Saved data entries:
▬▬▬▬▬▬

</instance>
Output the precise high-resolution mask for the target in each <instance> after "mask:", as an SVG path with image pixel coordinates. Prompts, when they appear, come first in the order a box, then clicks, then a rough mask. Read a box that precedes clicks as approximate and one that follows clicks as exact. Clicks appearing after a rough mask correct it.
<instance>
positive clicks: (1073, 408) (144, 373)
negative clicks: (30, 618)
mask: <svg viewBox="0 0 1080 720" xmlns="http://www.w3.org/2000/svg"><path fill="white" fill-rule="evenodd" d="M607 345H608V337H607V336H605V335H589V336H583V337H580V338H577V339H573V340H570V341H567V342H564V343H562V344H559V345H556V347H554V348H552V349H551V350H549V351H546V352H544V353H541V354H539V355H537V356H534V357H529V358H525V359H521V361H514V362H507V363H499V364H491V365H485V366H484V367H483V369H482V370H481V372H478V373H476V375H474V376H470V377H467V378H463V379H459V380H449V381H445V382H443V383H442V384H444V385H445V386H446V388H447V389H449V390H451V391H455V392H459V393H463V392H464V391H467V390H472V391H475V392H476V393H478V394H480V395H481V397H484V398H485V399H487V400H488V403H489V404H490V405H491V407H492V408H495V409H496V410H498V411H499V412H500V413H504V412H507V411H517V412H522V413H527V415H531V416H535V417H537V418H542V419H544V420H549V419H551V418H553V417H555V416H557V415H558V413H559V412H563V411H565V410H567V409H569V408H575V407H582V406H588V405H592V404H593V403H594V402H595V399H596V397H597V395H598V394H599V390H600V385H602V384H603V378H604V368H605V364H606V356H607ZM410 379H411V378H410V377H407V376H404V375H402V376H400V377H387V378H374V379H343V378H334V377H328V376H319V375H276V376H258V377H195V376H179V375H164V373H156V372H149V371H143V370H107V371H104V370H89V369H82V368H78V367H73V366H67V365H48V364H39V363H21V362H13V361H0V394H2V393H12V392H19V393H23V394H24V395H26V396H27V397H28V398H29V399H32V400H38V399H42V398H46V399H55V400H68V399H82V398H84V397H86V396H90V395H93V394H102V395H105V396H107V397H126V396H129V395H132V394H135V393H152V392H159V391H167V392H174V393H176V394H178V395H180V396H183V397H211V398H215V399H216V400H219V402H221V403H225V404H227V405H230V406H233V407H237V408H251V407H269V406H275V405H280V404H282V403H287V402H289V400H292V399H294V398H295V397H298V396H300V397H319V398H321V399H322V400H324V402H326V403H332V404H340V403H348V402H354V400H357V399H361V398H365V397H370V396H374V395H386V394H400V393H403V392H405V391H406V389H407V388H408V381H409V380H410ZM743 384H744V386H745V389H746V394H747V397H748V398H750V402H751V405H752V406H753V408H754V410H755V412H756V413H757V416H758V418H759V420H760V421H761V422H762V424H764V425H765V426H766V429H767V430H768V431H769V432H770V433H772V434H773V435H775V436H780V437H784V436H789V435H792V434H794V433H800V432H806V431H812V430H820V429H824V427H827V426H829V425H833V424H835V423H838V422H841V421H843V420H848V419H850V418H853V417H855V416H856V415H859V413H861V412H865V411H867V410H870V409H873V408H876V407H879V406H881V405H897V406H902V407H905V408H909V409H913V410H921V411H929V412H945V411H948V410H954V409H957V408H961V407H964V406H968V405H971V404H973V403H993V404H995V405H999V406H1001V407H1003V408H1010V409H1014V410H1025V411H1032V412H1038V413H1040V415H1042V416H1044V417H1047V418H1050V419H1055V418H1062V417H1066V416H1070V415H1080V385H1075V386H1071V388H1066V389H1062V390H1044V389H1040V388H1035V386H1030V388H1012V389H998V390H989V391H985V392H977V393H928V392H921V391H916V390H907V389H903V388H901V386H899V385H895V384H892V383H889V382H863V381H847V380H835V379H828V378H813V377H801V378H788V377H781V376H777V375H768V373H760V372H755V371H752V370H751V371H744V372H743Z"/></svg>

▬▬▬▬▬▬

### Work to complete
The lines to return are those in the records above that hold the word "instance".

### Answer for this exercise
</instance>
Output the precise high-resolution mask for the target in each <instance> after "mask:", as an SVG path with image pixel coordinates. Prompts, when they appear, come first in the order a box, then clicks, then a rough mask. Read a box that precedes clicks as approximate and one that follows clicks as exact. Clicks appearing after a rough mask correct it.
<instance>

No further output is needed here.